Al poco tiempo conoció a la tripulación de Jennifer Figge, una americana que pretendía cruzar a nado el Atlántico, hazaña sólo conseguida por dos hombres. El proyecto le cautivó y a los pocos meses, el 10 de abril de este mismo año, zarpaba como médico de la nave hacia Cabo Verde, zona de partida de la nadadora de Aspen (Colorado, Estados Unidos). La aventura ha durado 42 días, y en ella han atravesado más de 3.400 millas náuticas y lidiado con medusas, tiburones e incluso ballenas, que aunque se dice que son inofensivas, una gigante amenazó con un cabezazo a la embarcación y a la nadadora.

"Los primeros 10 días Jennifer sufrió el ataque de seis escualos, aunque ninguno llegó a morderla. Dos de ellos se acercaron un montón. Uno lo vimos escondido en una ola, con toda su cara de cabrón. Y en otra ocasión vinieron 3 juntos, porque dejaron ver sus aletas dorsales sobre la superficie, cosa que no es habitual por mucho que nos lo repitan en las películas de Hollywood", explica. Y es que según Rius, que adquirido tras esta experiencia los conocimientos de un curtido marinero, cuando uno ve la aleta es porque ya ha decidido atacarte y va directo hacia ti. Normalmente con los humanos son más curiosos que hambrientos y te rodean haciendo círculos cada vez más pequeños, tardando un rato hasta pegarte el bocadito.

"Jenni nadaba durante seis horas. De 9.30 horas a 16 horas, ya que la hora de comer de los tiburones son las cinco de la tarde, y suelen ser bastante puntuales. Organizábamos turnos para vigilarla. Kevin, experto en pesca submarina, lo hacía subido en un catamarán, armado con un fusil. En alguna ocasión tuvo que saltar al agua para interponerse entre ella y el animal. Aunque nunca disparó, ya que si lo hacía y comenzaba a salir sangre el reclamo para el resto", narra el médico alicantino.

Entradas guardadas

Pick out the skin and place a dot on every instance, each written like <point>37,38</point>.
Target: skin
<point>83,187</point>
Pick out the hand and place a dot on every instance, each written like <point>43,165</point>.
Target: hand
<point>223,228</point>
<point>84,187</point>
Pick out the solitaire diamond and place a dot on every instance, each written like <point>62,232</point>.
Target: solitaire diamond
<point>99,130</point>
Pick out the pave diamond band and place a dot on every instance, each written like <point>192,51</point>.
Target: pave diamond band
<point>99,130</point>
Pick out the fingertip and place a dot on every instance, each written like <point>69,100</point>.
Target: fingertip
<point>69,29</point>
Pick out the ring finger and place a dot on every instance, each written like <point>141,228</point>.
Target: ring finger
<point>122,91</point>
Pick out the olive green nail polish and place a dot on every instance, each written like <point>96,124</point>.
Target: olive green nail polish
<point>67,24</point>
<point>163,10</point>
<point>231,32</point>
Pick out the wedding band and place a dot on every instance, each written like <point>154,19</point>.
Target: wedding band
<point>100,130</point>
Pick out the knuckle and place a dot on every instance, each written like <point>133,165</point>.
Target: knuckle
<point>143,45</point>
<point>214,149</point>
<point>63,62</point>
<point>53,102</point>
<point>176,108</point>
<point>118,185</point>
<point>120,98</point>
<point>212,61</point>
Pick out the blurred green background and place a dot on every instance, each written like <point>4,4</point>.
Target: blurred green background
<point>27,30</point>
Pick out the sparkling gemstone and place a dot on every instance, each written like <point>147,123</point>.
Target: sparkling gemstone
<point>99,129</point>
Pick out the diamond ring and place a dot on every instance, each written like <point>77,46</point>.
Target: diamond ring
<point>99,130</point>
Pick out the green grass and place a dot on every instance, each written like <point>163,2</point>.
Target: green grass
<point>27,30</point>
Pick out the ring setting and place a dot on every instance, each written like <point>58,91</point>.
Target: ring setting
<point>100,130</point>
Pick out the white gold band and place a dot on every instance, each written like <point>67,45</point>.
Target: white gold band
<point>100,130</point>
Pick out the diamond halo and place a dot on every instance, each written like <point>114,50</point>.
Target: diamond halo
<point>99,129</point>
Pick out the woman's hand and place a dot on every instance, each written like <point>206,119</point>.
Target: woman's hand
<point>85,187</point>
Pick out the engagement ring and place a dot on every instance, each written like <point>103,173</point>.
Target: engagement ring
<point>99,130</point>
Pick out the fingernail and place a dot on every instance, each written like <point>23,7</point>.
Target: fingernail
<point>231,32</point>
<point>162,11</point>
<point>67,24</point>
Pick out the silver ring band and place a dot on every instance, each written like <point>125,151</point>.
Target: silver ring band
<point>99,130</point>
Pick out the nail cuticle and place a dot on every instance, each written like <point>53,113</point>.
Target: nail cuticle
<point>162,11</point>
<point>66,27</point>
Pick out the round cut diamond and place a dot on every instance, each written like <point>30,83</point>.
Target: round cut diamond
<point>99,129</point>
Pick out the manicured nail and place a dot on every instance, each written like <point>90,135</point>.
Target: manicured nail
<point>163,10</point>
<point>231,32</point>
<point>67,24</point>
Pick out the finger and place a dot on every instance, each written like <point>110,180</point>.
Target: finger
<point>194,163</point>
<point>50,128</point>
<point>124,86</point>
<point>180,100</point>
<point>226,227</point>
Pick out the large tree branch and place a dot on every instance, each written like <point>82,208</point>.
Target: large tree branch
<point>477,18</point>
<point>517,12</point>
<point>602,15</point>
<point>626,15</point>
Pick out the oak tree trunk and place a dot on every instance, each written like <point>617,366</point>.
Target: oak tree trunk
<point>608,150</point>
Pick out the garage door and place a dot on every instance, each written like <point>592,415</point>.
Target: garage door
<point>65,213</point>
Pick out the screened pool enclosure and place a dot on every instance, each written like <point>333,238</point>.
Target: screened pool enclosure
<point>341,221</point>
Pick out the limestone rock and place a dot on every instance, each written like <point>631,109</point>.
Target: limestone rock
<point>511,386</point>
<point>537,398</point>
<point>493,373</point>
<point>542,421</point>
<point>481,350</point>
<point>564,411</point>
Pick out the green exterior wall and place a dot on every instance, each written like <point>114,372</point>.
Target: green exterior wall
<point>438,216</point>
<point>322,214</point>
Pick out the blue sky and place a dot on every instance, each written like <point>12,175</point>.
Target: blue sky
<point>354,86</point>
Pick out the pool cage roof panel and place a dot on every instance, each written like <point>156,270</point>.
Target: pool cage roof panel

Tarea 1:
Responda según el extracto de página:
(a) ¿Cuántos días duró la aventura?
(b) ¿Cuántos escualos atacaron a Jennifer durante los primeros 10 días?
(c) ¿Desde qué embarcación vigilaba Kevin a la nadadora?
Tarea 2:
Copie literalmente el pasaje del extracto de página que empieza en "Al poco tiempo" y sigue hasta "a la nadadora.".

Respuesta 1:
(a) 42 días.
(b) Seis.
(c) Desde un catamarán.

Respuesta 2:
Al poco tiempo conoció a la tripulación de Jennifer Figge, una americana que pretendía cruzar a nado el Atlántico, hazaña sólo conseguida por dos hombres. El proyecto le cautivó y a los pocos meses, el 10 de abril de este mismo año, zarpaba como médico de la nave hacia Cabo Verde, zona de partida de la nadadora de Aspen (Colorado, Estados Unidos). La aventura ha durado 42 días, y en ella han atravesado más de 3.400 millas náuticas y lidiado con medusas, tiburones e incluso ballenas, que aunque se dice que son inofensivas, una gigante amenazó con un cabezazo a la embarcación y a la nadadora.